What to work on -> Rewrite the lines below, starting at the line that contains "of the terracotta" and stopping after the last line of the records, with the requests included. Scale every coordinate in the answers by 0.25 and round each to a whole number, rounding halves up.

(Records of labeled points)
_ _ _

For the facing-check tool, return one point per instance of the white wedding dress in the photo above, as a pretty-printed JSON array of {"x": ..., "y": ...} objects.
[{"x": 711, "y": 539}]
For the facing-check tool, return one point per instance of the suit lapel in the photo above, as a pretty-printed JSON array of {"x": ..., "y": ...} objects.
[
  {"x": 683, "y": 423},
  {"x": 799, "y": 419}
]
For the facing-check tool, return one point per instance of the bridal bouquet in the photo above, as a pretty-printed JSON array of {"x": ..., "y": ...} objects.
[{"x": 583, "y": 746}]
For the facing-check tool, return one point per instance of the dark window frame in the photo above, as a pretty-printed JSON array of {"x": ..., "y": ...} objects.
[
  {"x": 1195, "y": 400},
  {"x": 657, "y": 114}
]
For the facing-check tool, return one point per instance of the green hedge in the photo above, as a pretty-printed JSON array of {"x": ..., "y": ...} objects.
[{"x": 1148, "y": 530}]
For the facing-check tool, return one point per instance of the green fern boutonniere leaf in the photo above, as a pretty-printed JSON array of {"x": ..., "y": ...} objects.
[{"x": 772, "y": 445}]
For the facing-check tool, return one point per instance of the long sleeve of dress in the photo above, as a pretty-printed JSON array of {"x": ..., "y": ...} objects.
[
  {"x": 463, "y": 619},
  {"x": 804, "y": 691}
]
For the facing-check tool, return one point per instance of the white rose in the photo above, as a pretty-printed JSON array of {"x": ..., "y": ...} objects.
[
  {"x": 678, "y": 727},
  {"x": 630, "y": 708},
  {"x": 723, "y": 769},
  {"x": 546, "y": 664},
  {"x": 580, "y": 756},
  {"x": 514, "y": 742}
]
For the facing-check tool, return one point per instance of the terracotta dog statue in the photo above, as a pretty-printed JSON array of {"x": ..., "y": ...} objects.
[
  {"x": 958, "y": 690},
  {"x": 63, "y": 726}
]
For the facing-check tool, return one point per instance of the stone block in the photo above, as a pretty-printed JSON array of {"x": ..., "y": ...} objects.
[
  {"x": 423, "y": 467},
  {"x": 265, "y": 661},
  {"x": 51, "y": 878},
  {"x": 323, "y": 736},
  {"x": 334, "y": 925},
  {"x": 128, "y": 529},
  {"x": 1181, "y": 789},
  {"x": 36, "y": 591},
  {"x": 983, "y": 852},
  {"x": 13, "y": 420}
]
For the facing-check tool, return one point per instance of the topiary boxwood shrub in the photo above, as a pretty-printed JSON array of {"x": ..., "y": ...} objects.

_ _ _

Solution to the exercise ->
For the facing-check tool, return one point per instance of the terracotta dog statue in the photo above, as a pretty-printed JSON array of {"x": ..., "y": ...} objects.
[
  {"x": 240, "y": 173},
  {"x": 16, "y": 182}
]
For the facing-check tool, return one point per instance of the stone block in the photo above, as a pretty-printed JSON array of {"x": ..., "y": ...} objects.
[
  {"x": 106, "y": 117},
  {"x": 66, "y": 165},
  {"x": 13, "y": 220},
  {"x": 81, "y": 184},
  {"x": 84, "y": 231},
  {"x": 32, "y": 132},
  {"x": 295, "y": 197},
  {"x": 9, "y": 148},
  {"x": 246, "y": 213},
  {"x": 3, "y": 105}
]
For the facing-check tool, return one point per instance of the topiary boxwood shrub in the photo above, as a pretty-printed JSON array of {"x": ..., "y": ...} objects.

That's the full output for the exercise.